# WHAT IS BEING ASKED:
Which lines of the records below contain the string "bark"? Return each of those lines in full.

# Box annotations for photos:
- - - - -

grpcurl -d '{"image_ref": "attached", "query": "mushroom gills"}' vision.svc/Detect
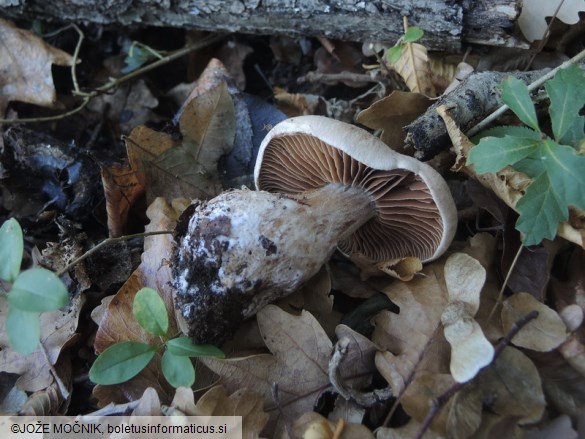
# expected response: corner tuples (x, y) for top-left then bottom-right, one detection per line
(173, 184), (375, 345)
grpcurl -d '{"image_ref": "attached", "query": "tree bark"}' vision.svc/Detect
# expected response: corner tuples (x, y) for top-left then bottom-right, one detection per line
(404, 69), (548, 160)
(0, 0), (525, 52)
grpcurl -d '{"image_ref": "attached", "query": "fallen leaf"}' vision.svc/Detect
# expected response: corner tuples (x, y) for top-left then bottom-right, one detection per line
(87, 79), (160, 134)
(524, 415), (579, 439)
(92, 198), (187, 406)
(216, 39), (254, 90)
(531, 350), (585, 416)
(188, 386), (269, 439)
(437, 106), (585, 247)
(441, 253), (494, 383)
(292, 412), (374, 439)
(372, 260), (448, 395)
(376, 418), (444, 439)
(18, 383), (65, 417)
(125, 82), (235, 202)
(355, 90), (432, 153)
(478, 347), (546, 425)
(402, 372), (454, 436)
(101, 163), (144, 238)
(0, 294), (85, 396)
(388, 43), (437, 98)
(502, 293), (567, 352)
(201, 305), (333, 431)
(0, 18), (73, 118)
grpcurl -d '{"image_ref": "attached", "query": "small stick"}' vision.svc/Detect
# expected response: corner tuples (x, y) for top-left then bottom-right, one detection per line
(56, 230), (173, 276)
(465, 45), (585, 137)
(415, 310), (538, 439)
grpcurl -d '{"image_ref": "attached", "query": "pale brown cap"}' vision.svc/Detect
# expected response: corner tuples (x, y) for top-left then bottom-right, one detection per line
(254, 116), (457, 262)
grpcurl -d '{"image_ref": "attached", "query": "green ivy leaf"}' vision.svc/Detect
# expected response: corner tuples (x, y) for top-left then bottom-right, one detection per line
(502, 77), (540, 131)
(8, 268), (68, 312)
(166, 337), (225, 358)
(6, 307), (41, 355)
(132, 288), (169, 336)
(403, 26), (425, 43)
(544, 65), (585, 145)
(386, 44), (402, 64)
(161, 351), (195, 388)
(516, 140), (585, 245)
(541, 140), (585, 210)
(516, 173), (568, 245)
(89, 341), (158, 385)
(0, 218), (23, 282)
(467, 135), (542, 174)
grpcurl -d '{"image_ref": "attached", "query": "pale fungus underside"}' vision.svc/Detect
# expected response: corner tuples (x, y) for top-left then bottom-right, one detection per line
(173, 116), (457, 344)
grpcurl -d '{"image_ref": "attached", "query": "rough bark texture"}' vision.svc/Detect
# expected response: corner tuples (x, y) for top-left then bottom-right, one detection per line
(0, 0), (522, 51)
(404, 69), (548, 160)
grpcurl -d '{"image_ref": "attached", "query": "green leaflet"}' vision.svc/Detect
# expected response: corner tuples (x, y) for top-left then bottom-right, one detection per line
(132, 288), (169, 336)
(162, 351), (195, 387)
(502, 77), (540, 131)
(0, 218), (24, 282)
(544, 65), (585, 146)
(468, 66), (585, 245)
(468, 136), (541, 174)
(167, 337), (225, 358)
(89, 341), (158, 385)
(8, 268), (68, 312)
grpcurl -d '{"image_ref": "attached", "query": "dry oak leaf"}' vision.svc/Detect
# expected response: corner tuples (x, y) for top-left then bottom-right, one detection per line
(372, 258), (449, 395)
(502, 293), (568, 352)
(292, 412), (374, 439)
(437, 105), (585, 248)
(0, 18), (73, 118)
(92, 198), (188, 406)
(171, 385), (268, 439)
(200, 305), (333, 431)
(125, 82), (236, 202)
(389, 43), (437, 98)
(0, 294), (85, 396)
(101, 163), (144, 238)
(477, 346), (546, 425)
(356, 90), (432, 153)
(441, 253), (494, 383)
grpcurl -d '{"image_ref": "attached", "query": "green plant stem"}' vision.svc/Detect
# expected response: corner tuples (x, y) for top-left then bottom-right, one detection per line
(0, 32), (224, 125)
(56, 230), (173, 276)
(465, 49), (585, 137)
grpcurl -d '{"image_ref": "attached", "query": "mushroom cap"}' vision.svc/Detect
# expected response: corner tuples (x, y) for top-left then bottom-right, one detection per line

- - - - -

# EXERCISE RESULT:
grpcurl -d '{"image_ref": "attached", "query": "tree bark"}' vision.svc/Detect
grpcurl -d '{"image_ref": "attached", "query": "rough bark texture"}' vision.svc/Detect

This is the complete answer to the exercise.